Directions: In the listing below, lines with the string "floor" are to be counted; the number is the entire reply.

◆ ◆ ◆ ◆ ◆

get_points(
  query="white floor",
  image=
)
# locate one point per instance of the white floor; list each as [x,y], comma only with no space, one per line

◆ ◆ ◆ ◆ ◆

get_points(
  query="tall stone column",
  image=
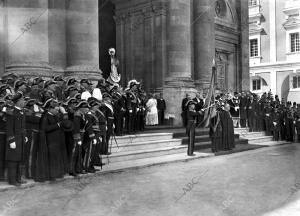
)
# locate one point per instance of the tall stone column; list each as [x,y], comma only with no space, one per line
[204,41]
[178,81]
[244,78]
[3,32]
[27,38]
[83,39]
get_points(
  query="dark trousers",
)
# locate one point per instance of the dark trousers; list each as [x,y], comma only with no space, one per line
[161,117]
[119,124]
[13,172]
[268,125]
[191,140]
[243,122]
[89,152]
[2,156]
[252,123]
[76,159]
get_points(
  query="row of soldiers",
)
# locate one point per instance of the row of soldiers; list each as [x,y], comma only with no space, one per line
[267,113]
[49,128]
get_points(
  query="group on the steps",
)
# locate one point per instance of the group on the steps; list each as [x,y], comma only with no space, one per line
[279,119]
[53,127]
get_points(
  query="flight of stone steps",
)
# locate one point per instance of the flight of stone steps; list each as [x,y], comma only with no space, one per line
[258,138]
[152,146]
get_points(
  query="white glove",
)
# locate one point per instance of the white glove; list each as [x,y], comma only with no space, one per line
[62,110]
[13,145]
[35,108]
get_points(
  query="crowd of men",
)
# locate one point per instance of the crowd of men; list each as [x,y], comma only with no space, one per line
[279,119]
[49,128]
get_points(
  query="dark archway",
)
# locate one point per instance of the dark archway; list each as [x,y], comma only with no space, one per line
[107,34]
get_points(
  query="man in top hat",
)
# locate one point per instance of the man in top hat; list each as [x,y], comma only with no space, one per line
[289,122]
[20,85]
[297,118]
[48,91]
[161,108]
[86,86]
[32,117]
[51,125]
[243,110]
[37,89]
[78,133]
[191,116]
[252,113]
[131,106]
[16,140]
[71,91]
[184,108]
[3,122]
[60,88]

◆ ◆ ◆ ◆ ◆

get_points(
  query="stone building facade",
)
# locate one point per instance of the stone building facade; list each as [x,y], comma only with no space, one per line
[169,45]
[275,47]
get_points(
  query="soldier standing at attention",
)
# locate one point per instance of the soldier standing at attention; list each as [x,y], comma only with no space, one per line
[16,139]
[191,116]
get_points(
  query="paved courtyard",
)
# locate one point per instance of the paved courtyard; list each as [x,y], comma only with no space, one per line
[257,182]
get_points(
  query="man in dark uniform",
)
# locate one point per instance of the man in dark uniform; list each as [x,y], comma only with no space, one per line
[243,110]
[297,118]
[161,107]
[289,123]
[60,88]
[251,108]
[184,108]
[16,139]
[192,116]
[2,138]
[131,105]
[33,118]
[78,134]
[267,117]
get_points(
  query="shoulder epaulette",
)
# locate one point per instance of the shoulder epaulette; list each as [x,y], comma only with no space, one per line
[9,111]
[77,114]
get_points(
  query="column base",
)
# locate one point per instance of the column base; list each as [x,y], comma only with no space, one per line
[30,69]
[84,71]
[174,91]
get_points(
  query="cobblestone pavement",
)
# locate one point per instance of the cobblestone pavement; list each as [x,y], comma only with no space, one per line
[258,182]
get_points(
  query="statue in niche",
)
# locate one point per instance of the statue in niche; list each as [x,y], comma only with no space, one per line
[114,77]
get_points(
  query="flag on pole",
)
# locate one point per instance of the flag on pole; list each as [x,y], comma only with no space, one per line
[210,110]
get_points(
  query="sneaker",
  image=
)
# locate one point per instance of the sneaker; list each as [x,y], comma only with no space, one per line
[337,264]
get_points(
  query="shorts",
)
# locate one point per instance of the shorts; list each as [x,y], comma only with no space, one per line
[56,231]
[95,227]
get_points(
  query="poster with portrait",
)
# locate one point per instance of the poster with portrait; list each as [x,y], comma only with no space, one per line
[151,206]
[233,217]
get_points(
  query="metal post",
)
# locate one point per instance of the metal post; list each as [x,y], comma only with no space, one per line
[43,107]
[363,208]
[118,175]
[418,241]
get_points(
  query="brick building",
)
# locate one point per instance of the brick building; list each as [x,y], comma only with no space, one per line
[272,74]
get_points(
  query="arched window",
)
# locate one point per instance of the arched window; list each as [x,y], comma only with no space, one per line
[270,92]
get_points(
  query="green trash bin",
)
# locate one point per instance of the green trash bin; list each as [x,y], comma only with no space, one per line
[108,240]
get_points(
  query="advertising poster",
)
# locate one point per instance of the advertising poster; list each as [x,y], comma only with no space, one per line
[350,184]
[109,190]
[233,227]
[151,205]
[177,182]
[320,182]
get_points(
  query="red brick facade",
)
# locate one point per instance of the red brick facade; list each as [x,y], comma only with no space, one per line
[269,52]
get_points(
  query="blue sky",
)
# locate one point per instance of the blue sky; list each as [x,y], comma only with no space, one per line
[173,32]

◆ ◆ ◆ ◆ ◆

Solution: 2